The latest dose of farfetched paranoia? Not possible within the hallowed walls of your company, you say? Better think again. A recent University of Chicago study found that gangs increasingly are adopting a middle-class appearance, while duplicating techniques used by organized crime. According to the FBI, more than 400,000 gang members live and work in 700 cities nationwide. And you can pretty much double or triple that number if you factor in wannabes and affiliates. Although the crime committed by gang members accounts for a small fraction of the estimated $120 billion a year in workplace theft, gangs also are impacting our companies by setting up shop for extortion and drug sales. Members increasingly cloak their illicit activity behind the legitimacy of the workplace. And, according to Van Ella, many also seek health benefits to cover huge medical bills that can result from gang-related shootings and other activities.
No industry or company is exempt. The growing list of firms that have had scrapes with gangs is shocking. Many are household names or are among the Fortune 500. Even the U.S. Military and Chicago Police Department have discovered gang members in their ranks. In Chicago, a major pharmaceutical firm recently discovered it had hired gang members in mail delivery and computer re pair. The crooks were carting off close to $1 million a year in computer parts and then using the mail department to ship them to a nearby computer store they happened to own. The same gang also was peddling drugs on the premises. Nearby, a well-known hospital discovered that a supervisor in the laundry department was a gang member who used the position to obtain Social Security numbers for undocumented workers, and then extorted money from them every payday.
This new breed of gang member includes all races and increasingly involves women. The gangsters are smart, and they have connections. They may not live up to the big screen image of Robert De Niro and Joe Pesci—stuffing bodies into a car trunk or dumping them into a river—but they can be as highly organized as any business. Some street gangs send their leaders to college so they can understand high finance and business practices. Another tier of gangs—Asian and sometimes South American—use their education and knowledge to steal electronics and high-tech components. Many have overseas connections and associates in the United States who operate legitimate businesses, thus making distribution easy.
The crimes they commit also are becoming more violent and brazen. Gangs have taken to hijacking trucks and storming factories in pursuit of microchips and electronic components that have become more valuable by weight than gold or diamonds. During the first half of 1995, Silicon Valley, California firms alone were hit with more than 50 armed robberies, and the average heist netted robbers $400,000. "There's a growing level of sophistication and opportunism," says Keith Lowry, a detective in the High-tech Crime Unit of the San Jose Police Department. Adds Van Ella: "Many of today's gangs operate along the lines of what's normally thought of as organized crime. They're becoming harder to detect and more difficult to weed out during the hiring process."

Records from a data source
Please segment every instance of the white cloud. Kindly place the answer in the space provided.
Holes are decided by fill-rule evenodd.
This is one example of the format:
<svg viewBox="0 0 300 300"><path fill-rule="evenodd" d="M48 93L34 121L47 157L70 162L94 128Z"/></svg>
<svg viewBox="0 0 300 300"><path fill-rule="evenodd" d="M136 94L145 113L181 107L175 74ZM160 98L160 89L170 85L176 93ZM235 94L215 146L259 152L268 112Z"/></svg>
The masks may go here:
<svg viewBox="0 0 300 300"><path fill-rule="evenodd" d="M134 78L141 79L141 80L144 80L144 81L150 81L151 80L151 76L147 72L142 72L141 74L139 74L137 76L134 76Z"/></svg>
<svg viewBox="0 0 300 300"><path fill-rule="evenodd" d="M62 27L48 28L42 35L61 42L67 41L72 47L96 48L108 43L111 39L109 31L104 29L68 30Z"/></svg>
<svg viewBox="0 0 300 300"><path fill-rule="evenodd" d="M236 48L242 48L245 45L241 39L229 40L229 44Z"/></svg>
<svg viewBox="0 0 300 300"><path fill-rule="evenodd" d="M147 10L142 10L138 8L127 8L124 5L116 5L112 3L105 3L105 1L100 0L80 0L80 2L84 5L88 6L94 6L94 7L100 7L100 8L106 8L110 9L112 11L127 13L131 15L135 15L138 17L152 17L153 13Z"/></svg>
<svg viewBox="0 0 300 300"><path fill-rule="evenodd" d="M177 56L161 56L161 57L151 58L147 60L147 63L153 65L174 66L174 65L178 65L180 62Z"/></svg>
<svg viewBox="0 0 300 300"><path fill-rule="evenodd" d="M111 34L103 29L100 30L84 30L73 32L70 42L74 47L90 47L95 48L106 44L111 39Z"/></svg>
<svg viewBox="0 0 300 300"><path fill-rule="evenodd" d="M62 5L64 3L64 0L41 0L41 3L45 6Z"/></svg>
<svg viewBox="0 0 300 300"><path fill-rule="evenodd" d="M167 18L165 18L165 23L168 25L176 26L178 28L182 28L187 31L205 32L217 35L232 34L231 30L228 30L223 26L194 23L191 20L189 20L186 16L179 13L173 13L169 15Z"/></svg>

> **Parts of the exercise**:
1) In the text on gangs in the workplace, how many armed robberies hit Silicon Valley firms during the first half of 1995?
2) Print the text on gangs in the workplace from the words "This new breed" up to and including the words "making distribution easy.".

> **Task results**:
1) More than 50.

2)
This new breed of gang member includes all races and increasingly involves women. The gangsters are smart, and they have connections. They may not live up to the big screen image of Robert De Niro and Joe Pesci—stuffing bodies into a car trunk or dumping them into a river—but they can be as highly organized as any business. Some street gangs send their leaders to college so they can understand high finance and business practices. Another tier of gangs—Asian and sometimes South American—use their education and knowledge to steal electronics and high-tech components. Many have overseas connections and associates in the United States who operate legitimate businesses, thus making distribution easy.